:: What is asked ::
Reproduce the section of the listing below that begins at the line containing "Expected content: suit" and stops at the final line of the listing, both ends included, shifting every bounding-box coordinate in the answers by adding 115 to it. Reproduce the requests in that section unchanged.

(Rows from a box labeling dataset)
· · · · · · ·

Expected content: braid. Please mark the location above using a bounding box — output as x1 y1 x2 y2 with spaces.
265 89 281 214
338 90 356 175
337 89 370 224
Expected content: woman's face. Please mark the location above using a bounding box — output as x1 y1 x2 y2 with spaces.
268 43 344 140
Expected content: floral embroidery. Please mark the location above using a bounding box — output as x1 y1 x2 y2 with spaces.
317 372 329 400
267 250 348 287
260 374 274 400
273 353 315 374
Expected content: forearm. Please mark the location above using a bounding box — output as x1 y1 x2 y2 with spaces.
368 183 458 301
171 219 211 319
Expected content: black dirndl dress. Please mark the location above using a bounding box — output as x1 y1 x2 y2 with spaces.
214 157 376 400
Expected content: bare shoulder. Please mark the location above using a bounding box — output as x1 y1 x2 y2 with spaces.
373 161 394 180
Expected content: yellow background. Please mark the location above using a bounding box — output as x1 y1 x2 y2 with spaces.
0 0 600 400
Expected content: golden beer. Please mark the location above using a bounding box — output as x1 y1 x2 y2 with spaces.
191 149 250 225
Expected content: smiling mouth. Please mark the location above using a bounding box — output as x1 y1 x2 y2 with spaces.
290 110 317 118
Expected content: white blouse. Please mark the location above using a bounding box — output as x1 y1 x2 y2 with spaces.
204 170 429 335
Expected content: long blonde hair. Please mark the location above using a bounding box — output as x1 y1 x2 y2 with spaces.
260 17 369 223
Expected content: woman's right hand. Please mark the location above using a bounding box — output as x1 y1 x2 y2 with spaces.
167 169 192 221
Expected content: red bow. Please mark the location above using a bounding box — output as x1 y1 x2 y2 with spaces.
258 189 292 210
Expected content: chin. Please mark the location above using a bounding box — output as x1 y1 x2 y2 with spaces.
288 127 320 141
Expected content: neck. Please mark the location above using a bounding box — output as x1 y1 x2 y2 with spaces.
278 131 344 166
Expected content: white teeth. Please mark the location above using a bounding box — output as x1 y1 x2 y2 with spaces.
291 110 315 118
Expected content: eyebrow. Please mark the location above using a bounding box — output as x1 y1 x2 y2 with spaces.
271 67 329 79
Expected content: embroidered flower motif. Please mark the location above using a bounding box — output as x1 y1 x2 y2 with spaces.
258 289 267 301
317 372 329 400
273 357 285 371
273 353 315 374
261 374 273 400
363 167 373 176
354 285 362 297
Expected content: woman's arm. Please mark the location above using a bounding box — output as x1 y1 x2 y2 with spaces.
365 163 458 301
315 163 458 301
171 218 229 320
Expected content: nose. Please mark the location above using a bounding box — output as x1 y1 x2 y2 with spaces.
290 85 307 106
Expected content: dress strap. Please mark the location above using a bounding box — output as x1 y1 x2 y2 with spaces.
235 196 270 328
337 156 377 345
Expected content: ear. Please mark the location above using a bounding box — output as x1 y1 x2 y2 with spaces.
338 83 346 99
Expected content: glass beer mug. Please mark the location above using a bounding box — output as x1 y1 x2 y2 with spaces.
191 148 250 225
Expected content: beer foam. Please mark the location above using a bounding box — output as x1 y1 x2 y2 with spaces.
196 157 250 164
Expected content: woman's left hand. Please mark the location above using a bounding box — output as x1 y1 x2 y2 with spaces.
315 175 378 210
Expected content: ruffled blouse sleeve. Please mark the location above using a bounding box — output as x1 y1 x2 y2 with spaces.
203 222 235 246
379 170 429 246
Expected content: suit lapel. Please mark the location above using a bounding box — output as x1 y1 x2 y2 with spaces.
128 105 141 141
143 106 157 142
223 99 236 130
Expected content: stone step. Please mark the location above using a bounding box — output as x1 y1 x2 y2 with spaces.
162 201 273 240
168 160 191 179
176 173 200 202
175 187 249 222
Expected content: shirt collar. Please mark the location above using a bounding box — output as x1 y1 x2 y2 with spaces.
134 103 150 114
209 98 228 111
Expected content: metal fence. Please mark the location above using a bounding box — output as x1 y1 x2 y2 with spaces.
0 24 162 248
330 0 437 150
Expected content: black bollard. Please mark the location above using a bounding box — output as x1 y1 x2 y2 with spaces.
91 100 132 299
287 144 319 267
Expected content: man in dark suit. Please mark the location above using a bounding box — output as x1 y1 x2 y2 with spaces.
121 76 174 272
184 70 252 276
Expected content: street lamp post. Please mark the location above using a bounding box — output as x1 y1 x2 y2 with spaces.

· · · · · · ·

:: Task solution ::
Expected content: suit lapel. Please mark the location above using a bounding box — output as x1 y1 x2 y2 with spaces.
243 220 256 256
258 221 272 257
338 214 351 245
Expected content: stone step. Please mark the location above using a bounding box — output as x1 y1 x2 y2 with spaces.
277 316 388 355
283 275 306 294
291 288 315 317
290 302 364 337
Expected content: shirt collar. Please mark the location above using a bounding box — output as x1 y1 x2 y2 with spaces.
249 218 265 229
324 213 343 226
Expected content: metal fence. Please mark the location above using a bounding box — output as x1 y1 x2 y2 with spaces.
115 139 277 363
445 115 552 265
Expected content: black bollard. Please mark the location above using a bounding box — output as x1 y1 x2 y2 with spaces.
206 215 247 414
402 259 434 382
Expected content: man in dark suit. Please mark the location above using a bounding box — output as x1 y1 x2 y2 with spaces.
236 191 289 387
299 185 367 391
Expected content: street lamp post. Please mark the location above using a bounding box — output as x1 y1 x2 y2 with spaces.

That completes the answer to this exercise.